PROVIDED PASSAGE>
────────

No campden in the must because the juice was sterile from the steaming or the boiling water 'soak' and the WE RGC I'm not worried about wild yeast in.

Pitched the yeast last night about midnight, and this morning it was making movement and hissing sounds of living fermentation.

Tonight, came home from work and mmmmmmmmm does that bucket smell good. Last night even the coffee bean aroma was really strong and I thought maybe I ought to fish them out, but today it's all smelling good.












Since it's going to be a little on the low alcohol side with the starting at 1.080, I went a little lightly on the tannin. Lorraine's recipe used liquid tannin, and I don't know what the conversions are from liquid to powdered, so one question is - Do you think I should add more tannin?

Another question is - is that much acid blend way out of line for a 6 gallon batch??? 

I tested, tested, retested, tested again and tasted along the way with the additions too - and it's none to acidy tasting that's for sure. In fact it tastes likes it could use a bit more really. Just seemed like a heck of a lot - but - that's why you adjust as needed rather than rely strictly on a recipe I guess, right?


----------



## Bert (Jul 27, 2009)

I went back and checked my notes from the last two batches of choke cherry I made and I had added 3 tablespoons of acid blend and I tested the must too.....adding 4 TBS may not be out of line at all....good luck....I'm already looking at this year's crop...looks good so far..


----------



## pelican (Jul 27, 2009)

Thanks Bert. These were from last year - cleaning out the freezer to make room (have to defrost the freezer soon too, so double benefit).

By all indications we will have a decent harvest this year too. 

By the way, Pequot Lakes is having their Second Annual Chokecherry Festival coming up here in August http://www.plbplionsclub.com/cherry_09.htm - with a wine competition (there were 4 wines entered last year! ) You don't win anything but a ribbon and mention in the Country Echo, but it's a lot of fun. Chokecherry pit spitting contest even! The young boys love that one.


This batch won't be ready for the event, but I'll be entering with some of the ones on the rack already.


----------



## Bert (Jul 27, 2009)

────────

INFORMATION PROVIDED>
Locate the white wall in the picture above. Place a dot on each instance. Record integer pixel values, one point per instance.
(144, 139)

────────

WHAT YOU HAVE TO DO> Reproduce the chokecherry wine thread word for word between "I went back" and "so double benefit).", inclusive. Rely only on the chokecherry wine thread when working on these tasks.

RESPONSE FOR THIS EXERCISE>
I went back and checked my notes from the last two batches of choke cherry I made and I had added 3 tablespoons of acid blend and I tested the must too.....adding 4 TBS may not be out of line at all....good luck....I'm already looking at this year's crop...looks good so far..


----------



## pelican (Jul 27, 2009)

Thanks Bert. These were from last year - cleaning out the freezer to make room (have to defrost the freezer soon too, so double benefit).